STATED TASK —
Rewrite the records with "knit beanie hat" changed to "wool cap" and everything else unchanged. Leave the pictures out.

DATA ENTRIES —
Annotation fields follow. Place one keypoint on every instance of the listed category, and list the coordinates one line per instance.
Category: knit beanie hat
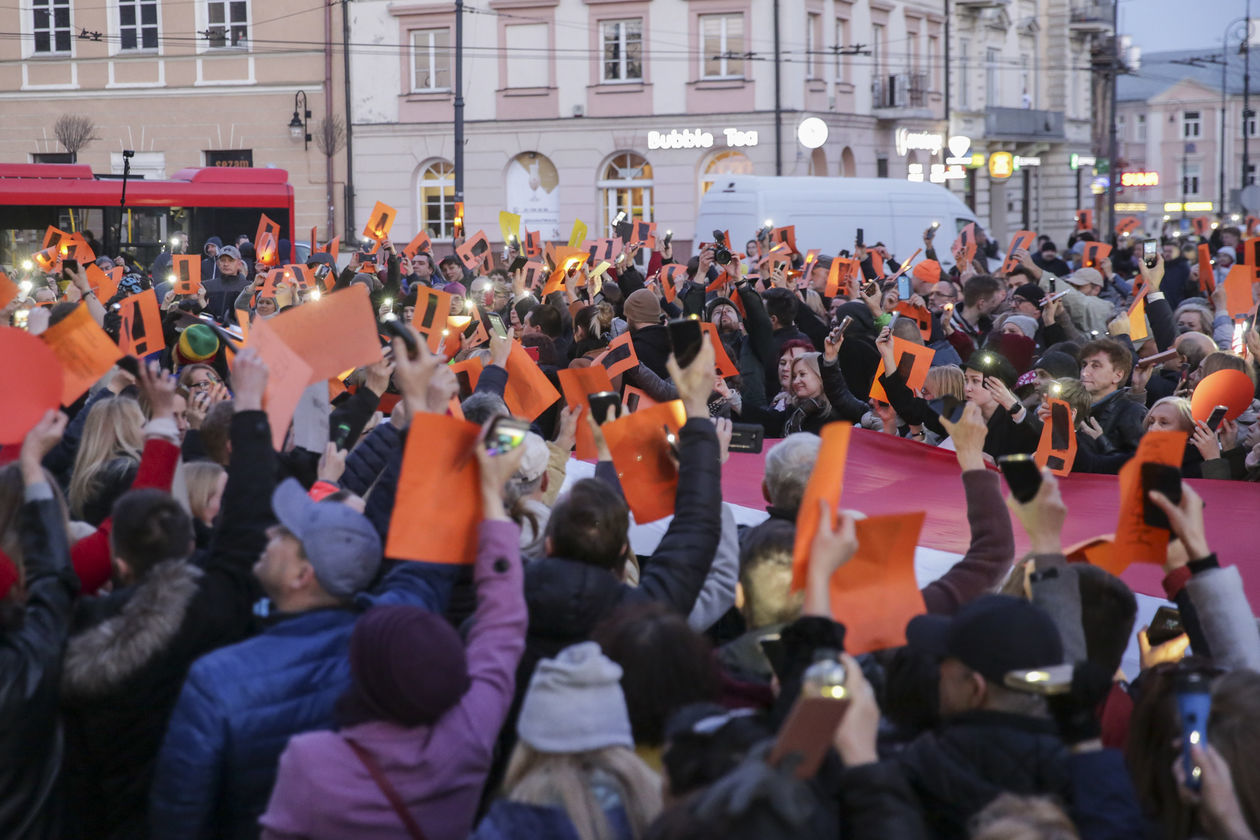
(197, 343)
(1027, 325)
(386, 646)
(643, 307)
(1059, 365)
(575, 703)
(929, 271)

COMPLETE OUTPUT —
Annotation fields follow. Place one keypoint on every instance of the listed category, and list the coordinates one line per instance.
Category: wool cap
(197, 343)
(1027, 325)
(386, 646)
(643, 307)
(1059, 365)
(575, 703)
(929, 271)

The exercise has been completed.